--- The request ---
How many lines of the listing below contain the string "slate", counting case? Reply with the number alone.

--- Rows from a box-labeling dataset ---
------------------------------------------------

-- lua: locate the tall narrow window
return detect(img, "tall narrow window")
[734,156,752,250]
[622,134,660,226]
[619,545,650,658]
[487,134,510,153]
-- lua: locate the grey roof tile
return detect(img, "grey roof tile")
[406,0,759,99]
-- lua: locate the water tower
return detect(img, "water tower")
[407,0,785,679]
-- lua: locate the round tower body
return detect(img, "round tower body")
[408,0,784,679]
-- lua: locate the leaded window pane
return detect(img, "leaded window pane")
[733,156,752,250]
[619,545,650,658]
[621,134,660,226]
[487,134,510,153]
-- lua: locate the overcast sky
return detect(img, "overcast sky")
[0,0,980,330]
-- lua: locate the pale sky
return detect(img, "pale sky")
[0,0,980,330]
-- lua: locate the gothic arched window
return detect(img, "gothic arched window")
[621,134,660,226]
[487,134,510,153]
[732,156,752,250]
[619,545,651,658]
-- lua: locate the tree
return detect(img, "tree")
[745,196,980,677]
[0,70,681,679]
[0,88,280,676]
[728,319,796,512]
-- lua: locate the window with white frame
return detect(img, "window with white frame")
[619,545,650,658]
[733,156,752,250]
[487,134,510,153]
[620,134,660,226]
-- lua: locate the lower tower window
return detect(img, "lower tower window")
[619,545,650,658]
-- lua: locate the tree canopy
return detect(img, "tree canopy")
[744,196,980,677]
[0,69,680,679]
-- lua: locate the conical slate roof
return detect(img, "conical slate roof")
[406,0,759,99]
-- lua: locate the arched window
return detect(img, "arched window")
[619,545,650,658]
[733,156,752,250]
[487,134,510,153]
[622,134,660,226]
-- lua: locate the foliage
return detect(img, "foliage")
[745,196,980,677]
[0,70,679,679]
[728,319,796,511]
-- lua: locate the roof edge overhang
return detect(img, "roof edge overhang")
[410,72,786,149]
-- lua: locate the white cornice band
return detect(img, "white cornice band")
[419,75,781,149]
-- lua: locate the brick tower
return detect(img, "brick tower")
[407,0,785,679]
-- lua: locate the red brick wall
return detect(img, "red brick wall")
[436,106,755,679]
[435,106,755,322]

------------------------------------------------

--- Solution to this problem ---
2